### TEXTO DE LECTURA
::::::::::
El maestro de Albert Camus

En 'El primer hombre' Camus dejó un maravilloso ejemplo de lo que era el maestro ideal de una época que parece ya muy alejada de nosotros.

En 'El primer hombre' Camus dejó un maravilloso ejemplo de lo que era el maestro ideal de una época que parece ya muy alejada de nosotros.
Albert Camus | Cordon Press

Cuando se declaró el estado de alarma y fuimos confinados, rebusqué en mi biblioteca aquellos libros que podía interesarme leer a lo largo del encierro, bien porque tuviera interés leerlos de nuevo o porque, después de comprados, se hubieran quedado sin abrir sobre las estanterías.

Uno de esos libros fue Le premier homme, de Albert Camus, una novela autobiográfica que el autor nunca llegó a terminar y que fue publicada muchos años después de su muerte.

El 4 de enero de 1960, el escritor Albert Camus perdió la vida en un absurdo accidente de carretera. Tenía 47 años. Dejaba una mujer viuda y dos huérfanos de 14 años. En su cartera, entre los documentos y papeles personales, se encontró lo que parecía el manuscrito de una novela en la que probablemente estaba trabajando. Treinta y cuatro años después, por expreso deseo de su hija Catherine, se publicó aquel manuscrito con el título El primer hombre.
::::::::::
### DATOS PROPORCIONADOS
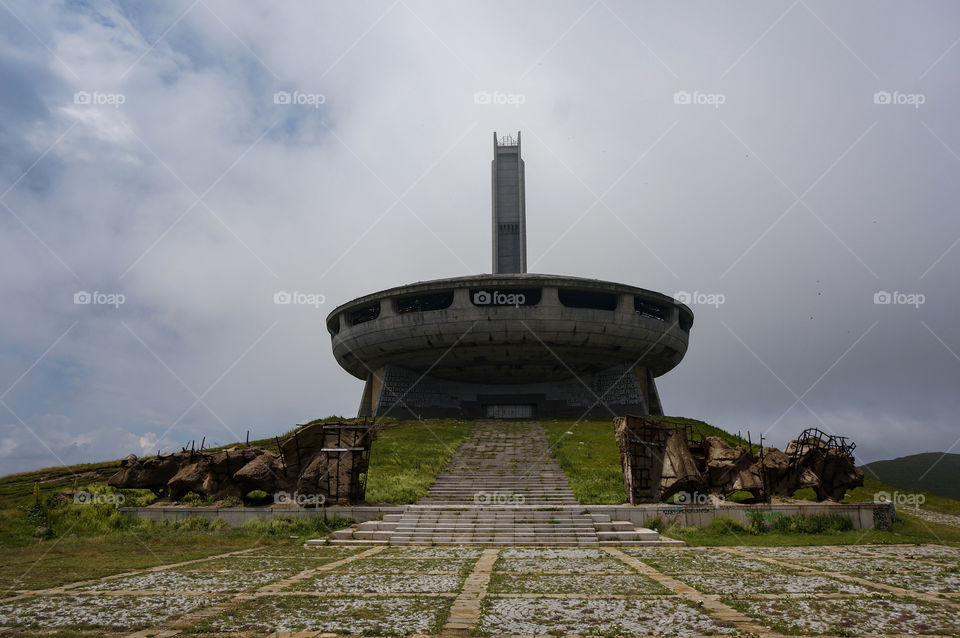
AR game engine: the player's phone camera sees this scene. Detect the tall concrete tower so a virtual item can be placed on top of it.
[491,131,527,274]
::::::::::
### EJERCICIOS PROPUESTOS
1/ Responda a estas preguntas según el texto sobre Albert Camus:
(a) ¿Qué edad tenía Camus cuando perdió la vida?
(b) ¿Qué buscó en su biblioteca quien escribe el texto al declararse el estado de alarma?
(c) ¿Cuántos años después se publicó el manuscrito hallado en su cartera, y por deseo de quién?
2/ Retome el texto sobre Albert Camus y continúelo a partir de su última oración.
El material es independiente del texto sobre Albert Camus.

### RESPUESTAS ESPERADAS
1/
(a) Tenía 47 años.
(b) Buscó libros que pudiera interesarle leer durante el encierro, ya fuera para releerlos o porque, tras comprarlos, habían quedado sin abrir en las estanterías.
(c) Se publicó treinta y cuatro años después, por expreso deseo de su hija Catherine.

2/
El primer hombre es el relato de la infancia de Jacques Cormery, un niño que, como Albert Camus, había nacido en 1913 y perdido a su padre en la Gran Guerra. Jacques vive en un miserable barrio de las afueras de Argel con su abuela, una mujer dura e intransigente, su hermano mayor, con el que apenas se relaciona, y su madre, a la que adora y es analfabeta y medio sorda.

Jacques es uno de los mejores alumnos de la escuela comunal. Por su maestro, M. Bernard, siente tanta admiración como cariño. Él le ha enseñado a leer, a escribir, a hacer cuentas, pero, sobre todo, ha despertado en él un deseo insaciable de aprender.

Jacques, a punto de terminar la enseñanza primaria, es seleccionado con otros tres compañeros para preparar el examen que le dará opción a estudiar el bachillerato en el liceo de su ciudad. El Sr. Bernard dedica todo su tiempo libre a aquel grupo de niños a sabiendas de que, para ellos, el estudio es la única oportunidad de salir del mundo de miseria en el que se han criado.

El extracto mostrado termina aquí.